Text provided —
History teacher decapitated in France in 'abominable' terrorist-linked assault

The attack happened at around 4pm Irish time near a school in Conflans Saint-Honorine.

LAST UPDATE | 16 Oct 2020

AN ASSAILANT HAS decapitated a history teacher in France who had recently shown cartoons of the Prophet Mohammed in class, police said.

The attacker, whose identity has not been established, was shot by police as they tried to arrest him and later died of his injuries, they said.

The attacker shouted “Allahu Akbar”, meaning “God is Great” as police confronted him, a cry often heard in jihadist attacks, a police source said.

French anti-terror prosecutors said they were treating the assault as “a murder linked to a terrorist organisation” and related to a “criminal association with terrorists”.

French President Emmanuel Macron was to visit the scene of the attack later today, his office said.

Provided data —

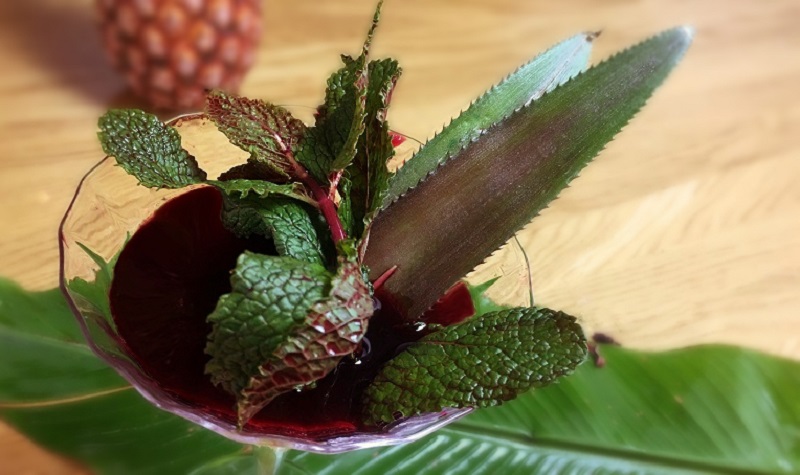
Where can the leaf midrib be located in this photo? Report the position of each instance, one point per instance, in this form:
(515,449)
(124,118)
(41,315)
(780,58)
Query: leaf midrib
(493,434)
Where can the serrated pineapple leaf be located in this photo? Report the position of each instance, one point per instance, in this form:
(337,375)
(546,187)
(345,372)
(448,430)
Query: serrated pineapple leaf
(333,329)
(148,149)
(270,297)
(330,145)
(267,131)
(368,172)
(482,362)
(443,228)
(542,74)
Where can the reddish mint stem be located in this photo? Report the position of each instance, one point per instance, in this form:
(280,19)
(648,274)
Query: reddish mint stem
(326,205)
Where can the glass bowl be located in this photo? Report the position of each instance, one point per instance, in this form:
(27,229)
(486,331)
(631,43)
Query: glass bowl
(107,209)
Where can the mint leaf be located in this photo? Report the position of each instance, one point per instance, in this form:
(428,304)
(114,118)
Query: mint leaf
(481,362)
(254,170)
(241,189)
(368,172)
(286,221)
(345,208)
(331,144)
(292,230)
(269,297)
(267,131)
(148,149)
(333,329)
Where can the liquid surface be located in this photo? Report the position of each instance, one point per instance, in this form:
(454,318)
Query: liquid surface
(168,279)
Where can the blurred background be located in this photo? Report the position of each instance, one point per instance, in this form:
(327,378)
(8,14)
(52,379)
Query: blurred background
(685,231)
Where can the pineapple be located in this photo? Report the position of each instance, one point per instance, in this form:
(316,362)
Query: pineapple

Tasks to perform —
1: Decide whether each statement agrees with the news report on the teacher's killing, answering yes or no and quoting the words of the report that settle it: (a) Police shot the attacker, who later died. (b) The attacker's identity had been established. (c) The attack took place near a school in Paris.
2: Duplicate the rows from the line containing "Where can the liquid" through the end of the rows, word for word.

Solutions in order —
1:
(a) Yes: "was shot by police as they tried to arrest him and later died of his injuries"
(b) No: "whose identity has not been established"
(c) No: "near a school in Conflans Saint-Honorine"

2:
Where can the liquid surface be located in this photo? Report the position of each instance, one point per instance, in this form:
(454,318)
Query: liquid surface
(168,279)
Where can the blurred background be located in this photo? Report the position of each instance, one point per instance, in this form:
(327,378)
(8,14)
(52,379)
Query: blurred background
(685,231)
Where can the pineapple be located in this photo? Report the position of each instance, one point per instance, in this form:
(316,362)
Query: pineapple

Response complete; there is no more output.